:: EXTRACTED INFORMATION
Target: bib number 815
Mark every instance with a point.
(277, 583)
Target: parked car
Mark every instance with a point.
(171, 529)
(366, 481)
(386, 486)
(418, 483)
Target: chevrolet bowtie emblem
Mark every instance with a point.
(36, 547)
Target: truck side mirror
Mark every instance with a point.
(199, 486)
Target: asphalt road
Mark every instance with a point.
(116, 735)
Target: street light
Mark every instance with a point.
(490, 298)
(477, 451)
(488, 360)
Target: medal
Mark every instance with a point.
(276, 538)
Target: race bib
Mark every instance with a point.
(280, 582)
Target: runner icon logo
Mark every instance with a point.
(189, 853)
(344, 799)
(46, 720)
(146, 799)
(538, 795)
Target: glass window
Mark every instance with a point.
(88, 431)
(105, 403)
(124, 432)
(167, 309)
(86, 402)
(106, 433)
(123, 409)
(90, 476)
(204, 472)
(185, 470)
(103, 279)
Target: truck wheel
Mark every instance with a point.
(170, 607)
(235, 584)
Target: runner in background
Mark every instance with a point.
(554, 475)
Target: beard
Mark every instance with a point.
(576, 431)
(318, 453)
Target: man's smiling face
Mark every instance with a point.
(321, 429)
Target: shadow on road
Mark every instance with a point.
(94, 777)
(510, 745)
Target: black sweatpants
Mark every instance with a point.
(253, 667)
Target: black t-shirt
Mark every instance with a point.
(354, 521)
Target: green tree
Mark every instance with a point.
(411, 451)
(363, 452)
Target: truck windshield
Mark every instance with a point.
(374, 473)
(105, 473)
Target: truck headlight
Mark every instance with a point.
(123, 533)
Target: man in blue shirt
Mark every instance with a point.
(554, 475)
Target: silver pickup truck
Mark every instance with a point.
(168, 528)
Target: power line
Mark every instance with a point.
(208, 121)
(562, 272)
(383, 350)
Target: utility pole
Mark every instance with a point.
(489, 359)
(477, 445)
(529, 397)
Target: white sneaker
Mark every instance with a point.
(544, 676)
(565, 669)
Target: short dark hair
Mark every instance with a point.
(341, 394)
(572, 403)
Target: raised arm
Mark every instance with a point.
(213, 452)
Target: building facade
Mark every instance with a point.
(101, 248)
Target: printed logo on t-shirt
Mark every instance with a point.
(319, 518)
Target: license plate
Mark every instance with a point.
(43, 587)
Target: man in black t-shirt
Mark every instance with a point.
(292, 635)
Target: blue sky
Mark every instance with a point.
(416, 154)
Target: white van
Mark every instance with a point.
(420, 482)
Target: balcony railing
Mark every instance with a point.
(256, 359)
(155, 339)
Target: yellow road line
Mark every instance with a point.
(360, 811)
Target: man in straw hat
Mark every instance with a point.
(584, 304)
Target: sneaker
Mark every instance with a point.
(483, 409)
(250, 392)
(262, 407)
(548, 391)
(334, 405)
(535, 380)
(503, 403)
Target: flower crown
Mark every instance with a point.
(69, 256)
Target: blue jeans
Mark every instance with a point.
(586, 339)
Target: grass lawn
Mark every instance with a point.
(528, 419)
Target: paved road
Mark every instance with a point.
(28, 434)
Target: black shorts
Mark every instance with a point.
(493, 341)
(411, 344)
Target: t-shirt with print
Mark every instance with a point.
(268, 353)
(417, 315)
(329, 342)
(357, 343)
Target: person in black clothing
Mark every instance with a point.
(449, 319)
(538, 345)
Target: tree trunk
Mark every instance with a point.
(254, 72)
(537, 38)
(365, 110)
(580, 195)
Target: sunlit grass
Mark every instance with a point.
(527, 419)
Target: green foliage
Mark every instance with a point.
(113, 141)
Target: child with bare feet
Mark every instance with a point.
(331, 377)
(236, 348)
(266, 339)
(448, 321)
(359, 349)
::::
WHAT YOU HAVE TO DO
Within the material above, transcribe exactly the lines that run from the line holding "Target: shadow on road" through the line holding "Target: short dark hair".

RESPONSE
Target: shadow on road
Mark every instance with a point.
(94, 777)
(510, 745)
Target: black sweatpants
Mark every instance with a point.
(253, 667)
Target: black t-shirt
Mark every instance with a point.
(354, 521)
Target: green tree
Mark every instance with a point.
(411, 451)
(363, 452)
Target: truck windshield
Mark every instance with a point.
(374, 473)
(105, 473)
Target: truck headlight
Mark every instance with a point.
(123, 533)
Target: man in blue shirt
Mark every instance with a point.
(554, 475)
Target: silver pickup truck
Mark every instance with a point.
(168, 528)
Target: power line
Mark every instance with a point.
(208, 121)
(562, 272)
(383, 350)
Target: utility pole
Mark every instance with a point.
(489, 359)
(477, 445)
(529, 397)
Target: white sneaker
Mark every instance with a point.
(544, 676)
(565, 669)
Target: short dark hair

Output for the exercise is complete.